==== Page ====

The present invention relates to lighting apparatus, especially to lighting apparatus for uniformly illuminating a large area, for example for signage. Such lighting apparatus has other applications, for example light boxes for viewing slides and transparencies, X-rays and the like.

The use of signage is ubiquitous in society. It is widely utilised to inform viewers on matters such as safety, directions, public information and advertising. Whilst signs may be illuminated or non-illuminated, advertisers favour illuminated signs as they attract attention by day and are still effective at night. The great majority of advertising signs inside buildings are illuminated. Further, signs giving safety, direction or public information may be required to be visible even in poor light, and in many cases this is when the information is most important. Therefore, such signs are desirably illuminated.

Illumination of signs may be from an external light source directed on to the front of the sign, or from light sources located behind a translucent sign formed of glass, plastic or reinforced paper, for example. Back illuminated signs are often preferred, as they are more reliable. The light sources, the control equipment and the sign itself are enclosed within a box and thus protected from the elements and vandalism. However, they have the drawback that much more light energy is needed to achieve the same level of light output as an equivalent front illuminated sign because light is absorbed by the translucent sign itself.

Because of the need to limit the weight of signs for handling purposes, to make maximum use of space available on sites and to improve the aesthetic appeal of signs, light boxes for back illuminated signs have to be relatively slim. This means that the illuminated face of the light box is rarely more than 200mm and often as little as 25mm from what is normally an intense light source such as a fluorescent lamp. Unless a diffusing medium is placed between the fluorescent lamps and the face of the light box, the lamps are visible as bright stripes and significantly degrade the legibility of the advertising or information message graphics.

A common method of reducing this"striping"effect is to install a diffuser, usually an opal acrylic or fibre glass sheet, which covers the full area of the light box, between the lamps and the translucent sign. Light entering the diffuser is diffused within the diffuser. A problem with the use of a diffuser or light homogenising mask is that all of the light emitted by the light source is incident on the mask, and therefore the mask must be dense, Therefore, such a diffuser typically absorbs 60% or more of the generated light. Light is also absorbed by the metal interior of the light box and the exposed wiring and electrical components. With this system, around 75% of the light emitted by the fluorescent lamps may be lost in absorption. Also, due to the required density of the mask, the overall weight of the lighting apparatus may be unacceptably high.

====

*Task to carry out*
Can you print, verbatim, the portion of the lighting apparatus text between "The use of signage" and "are desirably illuminated.", inclusive?

==== Entries provided ====

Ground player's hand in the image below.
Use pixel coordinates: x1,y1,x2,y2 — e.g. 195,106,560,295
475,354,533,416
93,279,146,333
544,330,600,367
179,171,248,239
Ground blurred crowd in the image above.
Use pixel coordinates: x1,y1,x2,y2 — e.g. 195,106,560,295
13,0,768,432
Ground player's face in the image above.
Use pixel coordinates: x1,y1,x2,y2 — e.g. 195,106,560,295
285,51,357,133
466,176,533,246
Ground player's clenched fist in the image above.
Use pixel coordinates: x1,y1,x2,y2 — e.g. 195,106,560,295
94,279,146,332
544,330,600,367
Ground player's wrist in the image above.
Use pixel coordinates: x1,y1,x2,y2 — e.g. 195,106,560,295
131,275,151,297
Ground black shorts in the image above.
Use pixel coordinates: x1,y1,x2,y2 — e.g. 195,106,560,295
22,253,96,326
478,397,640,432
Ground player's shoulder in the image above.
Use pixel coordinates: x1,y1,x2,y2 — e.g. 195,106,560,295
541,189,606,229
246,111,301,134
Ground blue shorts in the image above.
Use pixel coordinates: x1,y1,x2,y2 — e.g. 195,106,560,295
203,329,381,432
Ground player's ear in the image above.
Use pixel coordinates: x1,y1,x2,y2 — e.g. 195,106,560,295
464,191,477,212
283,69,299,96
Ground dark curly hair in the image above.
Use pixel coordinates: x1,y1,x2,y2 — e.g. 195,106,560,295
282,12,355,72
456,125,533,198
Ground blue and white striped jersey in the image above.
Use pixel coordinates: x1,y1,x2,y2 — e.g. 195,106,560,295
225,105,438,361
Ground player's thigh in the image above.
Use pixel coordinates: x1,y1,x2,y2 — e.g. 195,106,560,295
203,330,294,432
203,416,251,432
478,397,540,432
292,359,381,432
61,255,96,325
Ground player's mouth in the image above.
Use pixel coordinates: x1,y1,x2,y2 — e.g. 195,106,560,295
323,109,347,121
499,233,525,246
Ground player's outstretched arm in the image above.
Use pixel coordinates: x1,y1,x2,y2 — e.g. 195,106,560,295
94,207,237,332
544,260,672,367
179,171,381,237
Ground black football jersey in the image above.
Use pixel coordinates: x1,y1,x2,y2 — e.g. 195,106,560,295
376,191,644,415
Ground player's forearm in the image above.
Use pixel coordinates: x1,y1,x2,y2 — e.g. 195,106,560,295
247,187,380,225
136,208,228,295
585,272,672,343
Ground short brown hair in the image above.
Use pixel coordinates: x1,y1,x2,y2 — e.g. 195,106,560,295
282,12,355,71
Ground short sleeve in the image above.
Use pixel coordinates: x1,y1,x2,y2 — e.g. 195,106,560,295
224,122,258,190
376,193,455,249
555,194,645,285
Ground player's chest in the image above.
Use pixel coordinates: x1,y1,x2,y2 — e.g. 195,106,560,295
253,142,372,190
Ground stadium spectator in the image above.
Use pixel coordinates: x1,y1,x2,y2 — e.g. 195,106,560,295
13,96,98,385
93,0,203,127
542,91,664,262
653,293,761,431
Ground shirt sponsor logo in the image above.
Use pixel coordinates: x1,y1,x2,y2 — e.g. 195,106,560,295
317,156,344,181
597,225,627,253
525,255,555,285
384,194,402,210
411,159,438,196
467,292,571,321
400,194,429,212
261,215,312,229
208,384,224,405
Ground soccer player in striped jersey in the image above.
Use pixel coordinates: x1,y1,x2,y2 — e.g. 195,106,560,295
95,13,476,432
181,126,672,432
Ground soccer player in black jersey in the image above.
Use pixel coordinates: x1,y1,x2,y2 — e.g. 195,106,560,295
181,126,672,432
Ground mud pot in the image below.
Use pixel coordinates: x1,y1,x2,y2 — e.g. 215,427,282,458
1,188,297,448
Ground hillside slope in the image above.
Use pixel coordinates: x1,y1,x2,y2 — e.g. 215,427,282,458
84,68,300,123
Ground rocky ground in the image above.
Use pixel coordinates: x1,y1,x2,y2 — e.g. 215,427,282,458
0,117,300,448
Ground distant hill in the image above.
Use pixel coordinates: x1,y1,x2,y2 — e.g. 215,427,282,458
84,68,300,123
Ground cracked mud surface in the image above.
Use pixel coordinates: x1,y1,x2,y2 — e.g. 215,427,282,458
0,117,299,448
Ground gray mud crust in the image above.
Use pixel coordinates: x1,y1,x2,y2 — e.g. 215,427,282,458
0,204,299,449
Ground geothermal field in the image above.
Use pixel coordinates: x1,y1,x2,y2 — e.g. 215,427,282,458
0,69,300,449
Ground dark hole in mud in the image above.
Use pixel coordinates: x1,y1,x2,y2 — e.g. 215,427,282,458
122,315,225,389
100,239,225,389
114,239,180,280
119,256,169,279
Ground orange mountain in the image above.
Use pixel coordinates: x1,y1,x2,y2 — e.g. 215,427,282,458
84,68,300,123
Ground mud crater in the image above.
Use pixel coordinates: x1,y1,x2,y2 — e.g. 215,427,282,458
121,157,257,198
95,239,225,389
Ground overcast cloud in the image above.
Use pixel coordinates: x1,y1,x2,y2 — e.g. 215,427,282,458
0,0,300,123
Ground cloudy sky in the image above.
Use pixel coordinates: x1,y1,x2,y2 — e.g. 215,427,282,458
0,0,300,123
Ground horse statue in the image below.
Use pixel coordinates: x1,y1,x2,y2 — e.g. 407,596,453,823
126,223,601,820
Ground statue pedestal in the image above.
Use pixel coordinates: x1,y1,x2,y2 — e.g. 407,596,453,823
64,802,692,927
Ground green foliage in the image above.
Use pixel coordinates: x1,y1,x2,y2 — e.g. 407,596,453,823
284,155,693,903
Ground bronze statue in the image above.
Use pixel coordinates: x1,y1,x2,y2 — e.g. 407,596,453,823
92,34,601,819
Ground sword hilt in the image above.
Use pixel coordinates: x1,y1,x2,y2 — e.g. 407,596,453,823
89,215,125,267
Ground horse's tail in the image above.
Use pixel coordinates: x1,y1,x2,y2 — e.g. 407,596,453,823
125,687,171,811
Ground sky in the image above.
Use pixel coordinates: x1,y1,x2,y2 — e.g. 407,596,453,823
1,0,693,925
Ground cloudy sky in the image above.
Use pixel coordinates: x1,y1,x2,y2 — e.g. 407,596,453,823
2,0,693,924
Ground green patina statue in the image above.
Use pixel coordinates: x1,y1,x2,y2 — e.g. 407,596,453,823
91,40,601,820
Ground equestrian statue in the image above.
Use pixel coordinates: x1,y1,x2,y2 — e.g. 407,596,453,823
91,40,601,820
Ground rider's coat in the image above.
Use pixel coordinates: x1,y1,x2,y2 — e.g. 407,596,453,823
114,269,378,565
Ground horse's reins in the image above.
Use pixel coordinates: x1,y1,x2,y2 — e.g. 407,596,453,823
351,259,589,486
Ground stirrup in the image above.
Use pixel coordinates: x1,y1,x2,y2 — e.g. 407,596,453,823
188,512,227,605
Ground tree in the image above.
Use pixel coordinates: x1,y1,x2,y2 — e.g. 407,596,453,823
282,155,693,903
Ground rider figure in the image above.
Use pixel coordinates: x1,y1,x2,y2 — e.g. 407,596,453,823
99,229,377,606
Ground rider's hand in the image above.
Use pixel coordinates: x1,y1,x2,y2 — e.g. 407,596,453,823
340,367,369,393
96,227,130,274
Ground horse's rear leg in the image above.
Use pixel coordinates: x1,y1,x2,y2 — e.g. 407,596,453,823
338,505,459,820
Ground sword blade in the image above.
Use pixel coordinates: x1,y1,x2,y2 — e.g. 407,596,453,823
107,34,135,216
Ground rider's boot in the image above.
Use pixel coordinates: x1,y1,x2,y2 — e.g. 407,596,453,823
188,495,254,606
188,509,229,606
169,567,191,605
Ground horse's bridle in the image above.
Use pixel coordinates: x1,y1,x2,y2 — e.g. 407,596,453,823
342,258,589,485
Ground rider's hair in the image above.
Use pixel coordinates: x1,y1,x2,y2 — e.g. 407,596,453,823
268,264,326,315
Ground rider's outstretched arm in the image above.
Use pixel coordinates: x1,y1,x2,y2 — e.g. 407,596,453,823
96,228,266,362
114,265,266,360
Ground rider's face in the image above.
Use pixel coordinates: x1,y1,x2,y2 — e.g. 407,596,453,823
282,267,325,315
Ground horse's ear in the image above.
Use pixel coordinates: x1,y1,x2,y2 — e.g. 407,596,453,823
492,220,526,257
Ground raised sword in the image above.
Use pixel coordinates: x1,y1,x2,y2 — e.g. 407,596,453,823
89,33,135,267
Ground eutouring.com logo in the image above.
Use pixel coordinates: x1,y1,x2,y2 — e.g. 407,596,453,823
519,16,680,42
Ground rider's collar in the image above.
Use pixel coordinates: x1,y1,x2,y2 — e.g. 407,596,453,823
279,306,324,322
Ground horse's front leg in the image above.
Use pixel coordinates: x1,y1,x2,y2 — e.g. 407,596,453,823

====

*Complete answer*
The use of signage is ubiquitous in society. It is widely utilised to inform viewers on matters such as safety, directions, public information and advertising. Whilst signs may be illuminated or non-illuminated, advertisers favour illuminated signs as they attract attention by day and are still effective at night. The great majority of advertising signs inside buildings are illuminated. Further, signs giving safety, direction or public information may be required to be visible even in poor light, and in many cases this is when the information is most important. Therefore, such signs are desirably illuminated.